▸ **CONSIGNES DE TRAVAIL**
A. Recopiez, dans l'article sur la féminisation des titres, le passage qui va de « Lors des débats » jusqu'à « d'obtempérer du député. » inclus.
B. Réécrivez sous forme de liste le paragraphe de l'article sur la féminisation des titres qui commence par « L'incident a provoqué mardi après-midi ». Conservez-en les faits principaux.

▸ **TEXTE À LIRE**
La bataille sur la féminisation des titres, qui ressurgit régulièrement à l'Assemblée nationale, a pris un tour aigu mardi après la sanction financière prise lundi soir contre un député UMP, Julien Aubert, qui persistait à appeler "Madame LE président" la présidente de séance.

 

L'incident a provoqué mardi après-midi plus de 45 minutes de discussion à la reprise des débats, l'UMP venant en masse dans l'hémicycle dénoncer, par la voix de son chef de file Christian Jacob, "une sanction scandaleuse" et demander au président de l'Assemblée Claude Bartolone le respect de "la liberté de parole des députés" en annulant cette sanction.

Peine perdue, M. Bartolone a répondu "qu'à l'évidence, M. Aubert avait eu une attitude provocatrice remettant en cause l'autorité de la présidence".

Lors des débats sur le projet de loi sur la transition énergétique lundi soir, Julien Aubert s'est obstiné à appeler la présidente de séance Sandrine Mazetier (PS) "madame le président" et non "madame la présidente".

"Monsieur Aubert, soit vous respectez la présidence de la séance, soit il y a un problème. C'est madame LA présidente ou il y a un rappel à l'ordre avec inscription au procès-verbal", a fini par lui lancer la vice-présidente de l'Assemblée, très agacée par le refus d'obtempérer du député.

"Faites un rappel à l'ordre. Moi j'applique les règles de l'Académie française", lui a répondu le député.

 

Après ce rappel à l'ordre, M. Aubert a baissé d'un ton et cessé de dire "Madame le président" mais il a continué en revanche à dire "Madame le ministre" à l'adresse de Ségolène Royal...

Cette sanction lui vaudra d'être privé, pendant un mois, de 1.378 euros, c'est-à-dire le quart de l'indemnité parlementaire.

"On me sanctionne au même rang que quelqu'un qui aurait fait un doigt d'honneur à la présidence. Je n'ai fait que parler français: mea maxima culpa", a ironisé mardi M. Aubert auprès des journalistes.

"Quelqu'un qui préside une séance peut sanctionner un député sans contrôle car elle est idéologiquement opposée à ce qu'on utilise certains termes", a-t-il dénoncé.

Elu en 2012, M. Aubert, 36 ans, a reçu la "solidarité totale" du groupe UMP, qui a dénoncé dans un communiqué "une sanction totalement disproportionnée".

 

L'Académie contre la féminisation

Les députés UMP, qui se cotiseront pour compenser les 1.378 euros perdus par M. Aubert, ont rivalisé dans l'indignation: "dictature idéologique insupportable" (Jean-Frédéric Poisson), "police de la pensée" (Eric Ciotti)...

▸ **ENTRÉES RÉPERTORIÉES**
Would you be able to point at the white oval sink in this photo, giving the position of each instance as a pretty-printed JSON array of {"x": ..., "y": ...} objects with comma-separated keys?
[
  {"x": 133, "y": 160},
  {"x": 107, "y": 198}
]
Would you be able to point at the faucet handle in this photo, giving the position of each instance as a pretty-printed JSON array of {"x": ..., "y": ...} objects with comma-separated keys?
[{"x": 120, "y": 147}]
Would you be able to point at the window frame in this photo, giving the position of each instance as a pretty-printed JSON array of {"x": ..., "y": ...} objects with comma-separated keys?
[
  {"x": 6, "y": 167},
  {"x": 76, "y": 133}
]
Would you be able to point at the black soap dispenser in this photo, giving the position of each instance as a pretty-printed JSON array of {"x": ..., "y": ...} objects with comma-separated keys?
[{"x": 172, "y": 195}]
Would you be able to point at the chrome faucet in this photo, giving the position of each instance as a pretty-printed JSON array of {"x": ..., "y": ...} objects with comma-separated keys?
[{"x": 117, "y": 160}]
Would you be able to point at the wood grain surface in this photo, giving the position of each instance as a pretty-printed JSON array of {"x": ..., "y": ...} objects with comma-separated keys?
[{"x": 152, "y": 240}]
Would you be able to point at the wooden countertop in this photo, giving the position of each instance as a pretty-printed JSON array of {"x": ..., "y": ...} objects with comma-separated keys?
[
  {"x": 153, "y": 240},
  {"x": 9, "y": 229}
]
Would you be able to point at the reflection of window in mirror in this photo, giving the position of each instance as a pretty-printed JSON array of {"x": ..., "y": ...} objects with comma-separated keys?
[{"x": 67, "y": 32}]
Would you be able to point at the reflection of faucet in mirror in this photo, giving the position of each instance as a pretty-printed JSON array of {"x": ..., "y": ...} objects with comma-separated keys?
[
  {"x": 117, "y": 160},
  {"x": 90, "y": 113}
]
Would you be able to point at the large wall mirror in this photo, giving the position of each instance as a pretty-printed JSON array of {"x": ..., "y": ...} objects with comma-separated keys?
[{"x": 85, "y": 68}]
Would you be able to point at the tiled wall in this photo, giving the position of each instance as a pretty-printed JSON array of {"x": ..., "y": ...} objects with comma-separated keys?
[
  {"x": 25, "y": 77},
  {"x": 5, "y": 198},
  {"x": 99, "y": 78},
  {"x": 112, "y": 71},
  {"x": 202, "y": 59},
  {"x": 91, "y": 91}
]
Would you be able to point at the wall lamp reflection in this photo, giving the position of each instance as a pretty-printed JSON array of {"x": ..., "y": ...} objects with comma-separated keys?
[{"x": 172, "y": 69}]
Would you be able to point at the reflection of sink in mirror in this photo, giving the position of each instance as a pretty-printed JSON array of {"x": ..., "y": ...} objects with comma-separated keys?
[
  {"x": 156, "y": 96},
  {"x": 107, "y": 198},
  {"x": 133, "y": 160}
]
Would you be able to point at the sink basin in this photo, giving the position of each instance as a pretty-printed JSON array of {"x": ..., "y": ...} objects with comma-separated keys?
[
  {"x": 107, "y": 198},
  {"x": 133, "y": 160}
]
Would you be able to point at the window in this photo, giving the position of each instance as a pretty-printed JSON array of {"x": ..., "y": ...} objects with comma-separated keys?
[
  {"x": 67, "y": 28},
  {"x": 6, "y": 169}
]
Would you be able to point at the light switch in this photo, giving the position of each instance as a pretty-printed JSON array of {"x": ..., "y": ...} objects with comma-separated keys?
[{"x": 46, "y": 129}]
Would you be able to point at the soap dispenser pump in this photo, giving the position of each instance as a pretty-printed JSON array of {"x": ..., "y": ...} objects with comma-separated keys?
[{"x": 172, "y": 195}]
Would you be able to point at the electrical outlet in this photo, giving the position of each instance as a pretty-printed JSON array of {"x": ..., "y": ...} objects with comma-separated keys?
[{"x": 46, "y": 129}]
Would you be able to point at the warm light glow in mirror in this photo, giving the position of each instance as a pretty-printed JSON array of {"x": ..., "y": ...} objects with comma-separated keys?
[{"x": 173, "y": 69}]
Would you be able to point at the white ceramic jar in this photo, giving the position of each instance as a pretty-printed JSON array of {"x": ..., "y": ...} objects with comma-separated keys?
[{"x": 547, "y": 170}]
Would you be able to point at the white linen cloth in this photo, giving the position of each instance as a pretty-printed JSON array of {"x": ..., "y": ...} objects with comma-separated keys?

▸ **CORRIGÉ PAR CONSIGNE**
A.
Lors des débats sur le projet de loi sur la transition énergétique lundi soir, Julien Aubert s'est obstiné à appeler la présidente de séance Sandrine Mazetier (PS) "madame le président" et non "madame la présidente".

"Monsieur Aubert, soit vous respectez la présidence de la séance, soit il y a un problème. C'est madame LA présidente ou il y a un rappel à l'ordre avec inscription au procès-verbal", a fini par lui lancer la vice-présidente de l'Assemblée, très agacée par le refus d'obtempérer du député.

B.
- Mardi après-midi, à la reprise des débats, l'incident a suscité plus de 45 minutes de discussion.
- Les députés UMP sont venus en masse dans l'hémicycle.
- Par la voix de leur chef de file, Christian Jacob, ils ont dénoncé « une sanction scandaleuse ».
- Ils ont demandé au président de l'Assemblée, Claude Bartolone, d'annuler cette sanction au nom de « la liberté de parole des députés ».